EXERCISE: Wherever the string "detect" shows up in the data below, copy the whole line.

--- EXTRACTED RECORDS Enclosed Below ---

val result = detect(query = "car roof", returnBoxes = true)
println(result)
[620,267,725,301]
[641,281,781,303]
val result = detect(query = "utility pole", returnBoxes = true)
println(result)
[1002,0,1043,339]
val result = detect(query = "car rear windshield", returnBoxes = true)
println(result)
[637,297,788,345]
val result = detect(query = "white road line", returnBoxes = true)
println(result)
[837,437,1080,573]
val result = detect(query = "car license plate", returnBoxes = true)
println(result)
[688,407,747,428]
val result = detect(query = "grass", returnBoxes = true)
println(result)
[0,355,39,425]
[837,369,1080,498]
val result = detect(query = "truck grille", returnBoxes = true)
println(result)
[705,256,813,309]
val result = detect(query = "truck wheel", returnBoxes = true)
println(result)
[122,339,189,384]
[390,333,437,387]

--- End of Enclosed EXTRACTED RECORDS ---
--- EXTRACTED RECORDS Enclosed Below ---

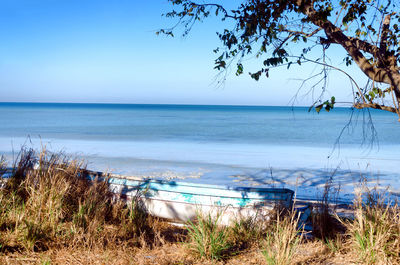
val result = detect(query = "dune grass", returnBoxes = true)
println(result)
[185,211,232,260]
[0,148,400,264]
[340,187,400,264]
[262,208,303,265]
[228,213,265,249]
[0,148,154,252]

--- End of Enclosed EXTRACTED RECORDS ---
--- EXTRACTED RECORDS Enclosed Below ---

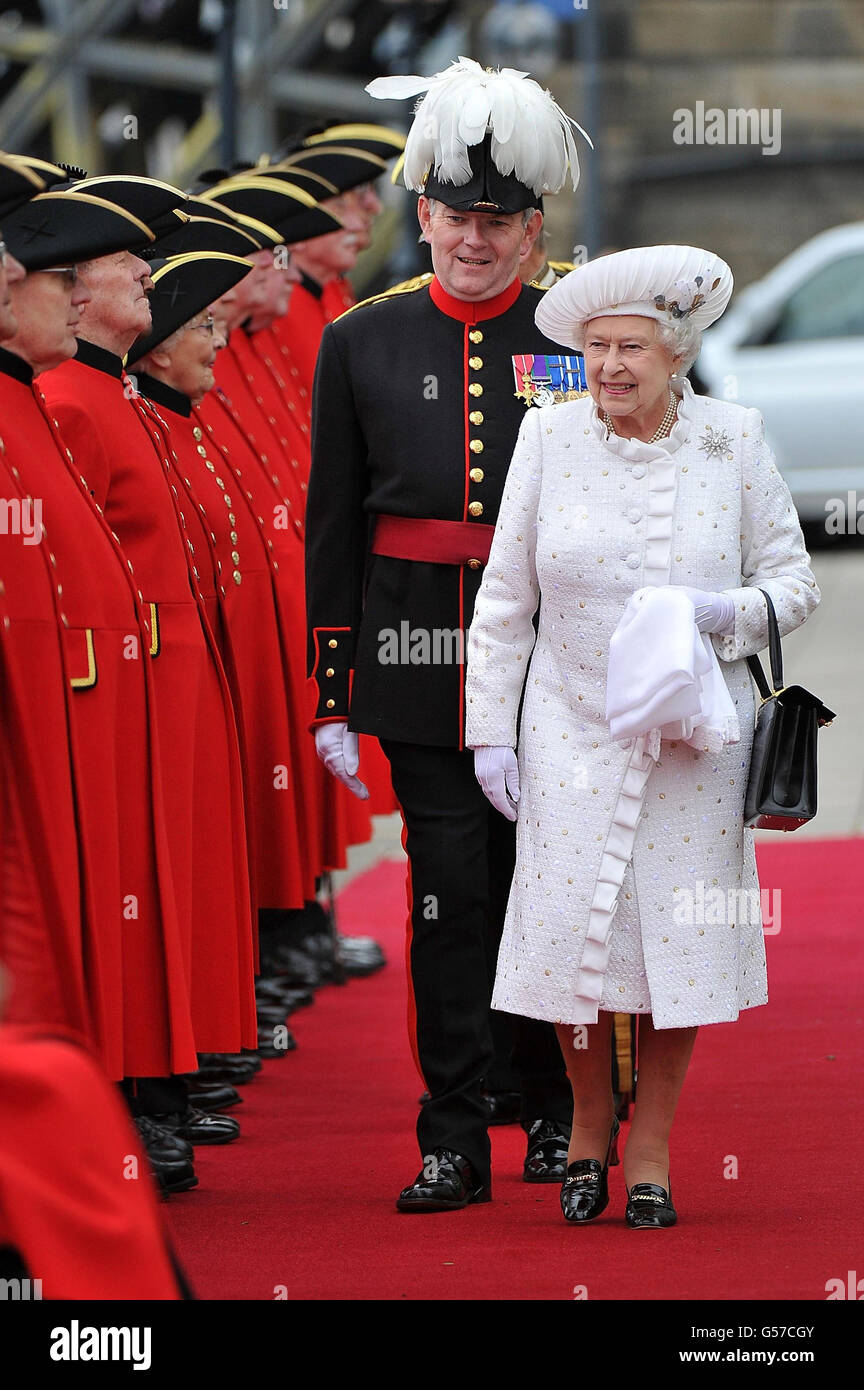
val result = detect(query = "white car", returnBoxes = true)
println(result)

--- End of Enclosed EXTRACTED RECORDS ---

EXERCISE ANSWER:
val result = detect(query = "car roof", returnBoxes = true)
val result = detect(query = "utility pole", returnBoxes = true)
val result = detect(query = "car rear windshield", returnBoxes = true)
val result = detect(query = "white road line", returnBoxes = true)
val result = detect(query = "car license plate", returnBoxes = true)
val result = detect(query = "grass", returnBoxes = true)
val result = detect(query = "truck grille", returnBoxes = true)
val result = detect(query = "truck wheel", returnBoxes = true)
val result = detect(query = "dune grass", returnBoxes = true)
val result = detect(query = "white car", returnBoxes = true)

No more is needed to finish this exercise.